§ **PROBLEM STATEMENT**
In the LLM setup notebook below, explain what the device line in the direct model-loading cell does and why it is written with a condition.

§ **TEXT SECTION**
# Implementation of Retrieval and Generation workflow

### Step 1: setup the LLM model 

Criteria

LLM of choice:
1. llama 3.1/3.2
2. deepseek r1 distill qwen 7b/ llama 8b

May need to deploy the LLM online:
1. Runpod
2. Replicate
3. OpenRouter

In [1]:
from transformers import AutoTokenizer, AutoModelForCausalLM
import torch

  from .autonotebook import tqdm as notebook_tqdm


### Loading the model directly

In [2]:

#Load model
model_name = "meta-llama/Llama-3.2-3B-Instruct" #3B = 12GB
#model_name = "deepseek-ai/DeepSeek-R1-Distill-Llama-8B"
#model_name = "deepseek-ai/DeepSeek-R1-Distill-Qwen-7B" #7B parameter of BF16 = 13GB RAM needed # FP32 = 26GB RAM needed

# Check if a GPU is available
device = torch.device("cuda" if torch.cuda.is_available() else "cpu")
print(f"Using device: {device}")

# Load model and tokenizer
print("Loading model...")
tokenizer = AutoTokenizer.from_pretrained(model_name)
model = AutoModelForCausalLM.from_pretrained(model_name, torch_dtype=torch.float16).to(device)
print("Model loaded successfully.")

Using device: cuda
Loading model...


Loading checkpoint shards: 100%|██████████| 2/2 [00:08<00:00,  4.05s/it]


Model loaded successfully.


### Loading the model by using Pipeline

In [None]:
model_name = "meta-llama/Llama-3.2-3B-Instruct"
from transformers import pipeline

pipe = pipeline(
    "text-generation",
    model=model_name,
    torch_dtype=torch.bfloat16,
    device_map="auto"
)

§ **Dataset items**
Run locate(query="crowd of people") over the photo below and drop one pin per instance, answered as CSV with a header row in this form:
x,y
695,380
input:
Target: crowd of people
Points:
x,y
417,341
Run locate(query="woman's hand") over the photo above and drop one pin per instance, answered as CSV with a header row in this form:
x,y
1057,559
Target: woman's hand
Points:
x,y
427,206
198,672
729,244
---
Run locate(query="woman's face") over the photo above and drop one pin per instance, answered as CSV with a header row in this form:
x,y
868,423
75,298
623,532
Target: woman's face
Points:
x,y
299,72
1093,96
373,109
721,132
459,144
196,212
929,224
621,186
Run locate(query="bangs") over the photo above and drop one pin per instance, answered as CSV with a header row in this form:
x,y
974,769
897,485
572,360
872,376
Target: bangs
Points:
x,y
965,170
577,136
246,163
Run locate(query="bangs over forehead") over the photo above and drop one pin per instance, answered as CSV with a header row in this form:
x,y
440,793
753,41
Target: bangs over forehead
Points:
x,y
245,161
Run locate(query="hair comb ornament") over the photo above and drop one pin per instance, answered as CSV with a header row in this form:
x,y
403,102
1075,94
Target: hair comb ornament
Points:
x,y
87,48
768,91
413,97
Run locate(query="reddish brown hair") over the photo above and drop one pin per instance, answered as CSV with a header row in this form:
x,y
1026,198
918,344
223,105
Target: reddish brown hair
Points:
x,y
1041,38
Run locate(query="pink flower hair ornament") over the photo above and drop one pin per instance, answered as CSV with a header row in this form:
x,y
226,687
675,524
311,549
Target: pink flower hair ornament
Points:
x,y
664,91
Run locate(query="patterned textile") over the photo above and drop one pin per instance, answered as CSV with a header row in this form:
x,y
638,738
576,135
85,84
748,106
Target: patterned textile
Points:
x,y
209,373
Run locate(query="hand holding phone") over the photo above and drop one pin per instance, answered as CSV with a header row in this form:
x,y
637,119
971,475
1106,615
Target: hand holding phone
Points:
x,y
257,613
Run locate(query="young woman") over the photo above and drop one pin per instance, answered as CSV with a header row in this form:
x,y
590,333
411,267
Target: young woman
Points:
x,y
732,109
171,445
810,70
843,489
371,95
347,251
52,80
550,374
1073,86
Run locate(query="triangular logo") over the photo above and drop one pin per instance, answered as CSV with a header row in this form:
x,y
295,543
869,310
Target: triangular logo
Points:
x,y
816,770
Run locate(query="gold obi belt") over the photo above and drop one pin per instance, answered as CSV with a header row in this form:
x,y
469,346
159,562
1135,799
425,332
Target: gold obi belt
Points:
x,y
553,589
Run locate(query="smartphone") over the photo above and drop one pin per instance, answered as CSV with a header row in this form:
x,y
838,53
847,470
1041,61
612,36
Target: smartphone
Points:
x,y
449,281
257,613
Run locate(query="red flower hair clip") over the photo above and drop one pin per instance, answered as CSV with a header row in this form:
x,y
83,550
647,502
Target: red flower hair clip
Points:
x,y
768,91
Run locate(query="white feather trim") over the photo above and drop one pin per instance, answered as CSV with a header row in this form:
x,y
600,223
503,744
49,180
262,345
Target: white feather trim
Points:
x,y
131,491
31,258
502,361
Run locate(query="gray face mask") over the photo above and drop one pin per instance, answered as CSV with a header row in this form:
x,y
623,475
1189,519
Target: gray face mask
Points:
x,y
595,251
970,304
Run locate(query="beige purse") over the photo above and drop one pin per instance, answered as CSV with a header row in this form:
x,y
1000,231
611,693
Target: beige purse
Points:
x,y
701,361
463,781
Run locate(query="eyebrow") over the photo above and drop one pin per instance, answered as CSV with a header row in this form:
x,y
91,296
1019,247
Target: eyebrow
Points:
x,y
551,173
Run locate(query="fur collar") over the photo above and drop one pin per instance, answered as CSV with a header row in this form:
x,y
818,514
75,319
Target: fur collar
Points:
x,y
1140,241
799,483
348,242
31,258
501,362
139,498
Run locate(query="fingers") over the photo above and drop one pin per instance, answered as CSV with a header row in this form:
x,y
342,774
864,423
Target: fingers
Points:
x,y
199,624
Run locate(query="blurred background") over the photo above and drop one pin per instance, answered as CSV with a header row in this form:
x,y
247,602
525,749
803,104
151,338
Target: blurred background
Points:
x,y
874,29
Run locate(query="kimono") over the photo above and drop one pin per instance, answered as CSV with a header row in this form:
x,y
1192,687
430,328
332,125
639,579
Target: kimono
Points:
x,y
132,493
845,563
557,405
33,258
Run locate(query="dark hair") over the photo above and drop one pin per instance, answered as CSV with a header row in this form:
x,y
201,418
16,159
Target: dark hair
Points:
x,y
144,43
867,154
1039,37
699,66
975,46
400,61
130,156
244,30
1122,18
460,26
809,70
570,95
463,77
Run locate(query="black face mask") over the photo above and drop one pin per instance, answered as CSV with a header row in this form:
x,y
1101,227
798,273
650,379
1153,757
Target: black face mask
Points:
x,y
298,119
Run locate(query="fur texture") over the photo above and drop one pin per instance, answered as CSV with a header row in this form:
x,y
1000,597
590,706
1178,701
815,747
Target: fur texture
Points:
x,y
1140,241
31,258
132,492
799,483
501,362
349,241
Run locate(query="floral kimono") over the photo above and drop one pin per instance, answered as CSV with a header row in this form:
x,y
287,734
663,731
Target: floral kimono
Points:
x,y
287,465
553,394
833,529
* * *
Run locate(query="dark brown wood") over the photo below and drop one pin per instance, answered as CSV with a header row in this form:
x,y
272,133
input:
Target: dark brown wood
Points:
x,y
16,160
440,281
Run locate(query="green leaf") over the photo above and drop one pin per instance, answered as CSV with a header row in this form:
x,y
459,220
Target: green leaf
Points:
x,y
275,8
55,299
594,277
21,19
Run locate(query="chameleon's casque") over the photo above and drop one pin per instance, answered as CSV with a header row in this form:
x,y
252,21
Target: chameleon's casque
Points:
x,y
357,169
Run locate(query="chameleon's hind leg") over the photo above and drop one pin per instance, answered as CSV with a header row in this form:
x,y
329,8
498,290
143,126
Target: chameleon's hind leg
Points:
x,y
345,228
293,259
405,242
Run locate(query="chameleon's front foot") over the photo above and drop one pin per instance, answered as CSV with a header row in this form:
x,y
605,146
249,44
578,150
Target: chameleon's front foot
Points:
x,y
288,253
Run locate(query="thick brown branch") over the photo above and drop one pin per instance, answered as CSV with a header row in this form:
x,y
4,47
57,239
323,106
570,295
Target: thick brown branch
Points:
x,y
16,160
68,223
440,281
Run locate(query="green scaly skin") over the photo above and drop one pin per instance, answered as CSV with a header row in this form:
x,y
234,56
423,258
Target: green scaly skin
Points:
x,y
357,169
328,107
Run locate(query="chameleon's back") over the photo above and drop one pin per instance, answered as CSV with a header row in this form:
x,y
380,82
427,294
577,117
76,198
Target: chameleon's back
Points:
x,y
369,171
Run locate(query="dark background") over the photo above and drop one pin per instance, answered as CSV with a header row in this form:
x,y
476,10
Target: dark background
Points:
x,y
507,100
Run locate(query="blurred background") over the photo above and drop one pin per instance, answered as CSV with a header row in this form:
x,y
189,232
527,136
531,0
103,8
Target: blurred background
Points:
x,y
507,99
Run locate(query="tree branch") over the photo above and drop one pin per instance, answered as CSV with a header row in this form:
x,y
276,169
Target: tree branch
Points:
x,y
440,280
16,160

§ **ANSWER BOX**
The line sets the device to "cuda" when torch.cuda.is_available() reports a GPU and to "cpu" otherwise, because the cell first needs to check whether a GPU is available. The model is then moved to the selected device with .to(device), and the printed output shows that cuda was used.